■ Page excerpt
begin

Referring now to FIG. 1 a body 11 of semiconductive material such as silicon is shown. This body 11 has had formed therein a transistor device indicated generally at 12 and having collector 13, base 14, and emitter 15 contacts on the surface of the body. The body 11 may be a portion of a larger wafer of silicon and will represent one of a large number of discrete transistor devices which can be formed simultaneously in the wafer. The body 11 may also be a portion fo an integrated circuit device wherein several transistors or other active or passive microelectronic devices are formed simultaneously in each of many similar portions of a wafer. In an integrated circuit these other devices might be connected to the transistor shown here by a thin metallization pattern and would have their own contacts as needed. For the purpose of illustrating the procedures of this invention, it is only necessary to show the treatment of one such electronic device, and it is not important whether it be a discrete device as shown or a part of an integrated circuit. It will be understood by those skilled in the art that similar discrete devices as well as all manners of integrated circuits may be processed using the methods claimed herein to provide contacts for direct bonding to packaging units.

As stated above, the device shown in FIGS. 1 and 2 has a thin film metallization pattern formed over the oxide coating 19 on the device which provides electrical contacts to the collector, base and emitter regions of the transistor. Bonding pads 16, 17 and 18 are also provided for bonding to the leads of the packaging unit. These pads 16, 17 and 18 are a part of the metallization pattern and are formed at the same time as the contacts to the transistor collector, base and emitter regions. The metallization pattern can be formed by evaporating aluminum over the whole of the oxide covered surface of the body and then removing the aluminum film from all areas except the desired pattern, as shown in FIGS. 1 and 2.

In the preferred practice of the present invention a metallization pattern is formed as follows: first, an aluminum film can be evaporated over the surface of the body and particularly over the openings provided in the oxide layer defining the collector, base and emitter contact regions. The aluminum is alloyed into the silicon in these regions by heating at high temperatures to form ohmic contact regions there. The residual aluminum is removed from the surface of the body, as by etching. Referring now to FIG. 3, film 20 of molybdenum is then sputtered over the surface of the body including the openings in the oxide layer over the aluminum diffused collector base, and emitter regions. A film 21 of gold is then sputtered over the surface of the molybdenum film. The desired pattern is then formed by etching away the gold and then the molybdenum from the unwanted areas leaving a pattern for example as shown in FIGS. 1 and 3.

This process of providing sputtered molybdenum-gold metallization patterns is more fully explained in the copending patent application of John M. Hall, entitled Electrical Connection And Method, Ser. No. 562,379 filed July 1, 1966, new US. Patent No. 3,437,888.

The invention will be further explained in regard to the view shown in FIG. 3 of the drawings wherein the base contact 14 and emitter contact 15 are shown. The selected external contact site for the base electrode is the portion 17 of the metallized film pattern; and the selected external contact site for the emitter electrode is the portion 18 of the metallization film. The collector contact 13 and external contact site 16 are not seen in these views, but are treated in the same manner as the visible regions.

end

■ Recorded data
begin

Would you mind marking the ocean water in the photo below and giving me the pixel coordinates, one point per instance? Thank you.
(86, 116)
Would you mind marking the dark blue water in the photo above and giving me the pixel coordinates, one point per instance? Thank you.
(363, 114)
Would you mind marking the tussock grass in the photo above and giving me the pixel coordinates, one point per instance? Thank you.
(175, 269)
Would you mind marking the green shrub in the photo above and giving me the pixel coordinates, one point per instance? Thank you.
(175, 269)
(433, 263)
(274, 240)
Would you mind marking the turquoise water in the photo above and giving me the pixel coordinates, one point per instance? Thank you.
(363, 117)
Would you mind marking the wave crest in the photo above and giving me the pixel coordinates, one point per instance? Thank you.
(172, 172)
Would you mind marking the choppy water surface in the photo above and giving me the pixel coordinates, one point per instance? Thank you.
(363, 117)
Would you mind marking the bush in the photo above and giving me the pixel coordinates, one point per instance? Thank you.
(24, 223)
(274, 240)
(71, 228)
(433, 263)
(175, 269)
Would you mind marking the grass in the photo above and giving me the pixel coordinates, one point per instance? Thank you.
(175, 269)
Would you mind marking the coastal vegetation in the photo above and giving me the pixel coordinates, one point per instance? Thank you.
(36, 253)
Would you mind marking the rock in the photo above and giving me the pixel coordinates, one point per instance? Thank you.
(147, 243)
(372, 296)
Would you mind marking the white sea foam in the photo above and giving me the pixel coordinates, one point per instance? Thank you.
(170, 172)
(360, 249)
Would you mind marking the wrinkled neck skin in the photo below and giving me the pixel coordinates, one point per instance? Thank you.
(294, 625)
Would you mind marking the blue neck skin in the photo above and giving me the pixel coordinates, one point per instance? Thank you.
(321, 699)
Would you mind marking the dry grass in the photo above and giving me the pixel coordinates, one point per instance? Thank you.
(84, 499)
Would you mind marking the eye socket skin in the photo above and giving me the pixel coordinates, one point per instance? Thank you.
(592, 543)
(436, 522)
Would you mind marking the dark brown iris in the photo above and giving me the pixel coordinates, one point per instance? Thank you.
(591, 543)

end

■ Direction 1
Output everything in the transistor metallization text from "As stated above, the" down to "FIGS. 1 and 2.", with no changes.
■ Direction 2
Return everything in the listing from the line containing "Would you mind marking the coastal" down to the end of the listing, with every line unchanged.
The transistor metallization text and the listing come from unrelated sources.

■ Full response 1
As stated above, the device shown in FIGS. 1 and 2 has a thin film metallization pattern formed over the oxide coating 19 on the device which provides electrical contacts to the collector, base and emitter regions of the transistor. Bonding pads 16, 17 and 18 are also provided for bonding to the leads of the packaging unit. These pads 16, 17 and 18 are a part of the metallization pattern and are formed at the same time as the contacts to the transistor collector, base and emitter regions. The metallization pattern can be formed by evaporating aluminum over the whole of the oxide covered surface of the body and then removing the aluminum film from all areas except the desired pattern, as shown in FIGS. 1 and 2.

■ Full response 2
Would you mind marking the coastal vegetation in the photo above and giving me the pixel coordinates, one point per instance? Thank you.
(36, 253)
Would you mind marking the rock in the photo above and giving me the pixel coordinates, one point per instance? Thank you.
(147, 243)
(372, 296)
Would you mind marking the white sea foam in the photo above and giving me the pixel coordinates, one point per instance? Thank you.
(170, 172)
(360, 249)
Would you mind marking the wrinkled neck skin in the photo below and giving me the pixel coordinates, one point per instance? Thank you.
(294, 625)
Would you mind marking the blue neck skin in the photo above and giving me the pixel coordinates, one point per instance? Thank you.
(321, 699)
Would you mind marking the dry grass in the photo above and giving me the pixel coordinates, one point per instance? Thank you.
(84, 499)
Would you mind marking the eye socket skin in the photo above and giving me the pixel coordinates, one point per instance? Thank you.
(592, 543)
(436, 522)
Would you mind marking the dark brown iris in the photo above and giving me the pixel coordinates, one point per instance? Thank you.
(591, 543)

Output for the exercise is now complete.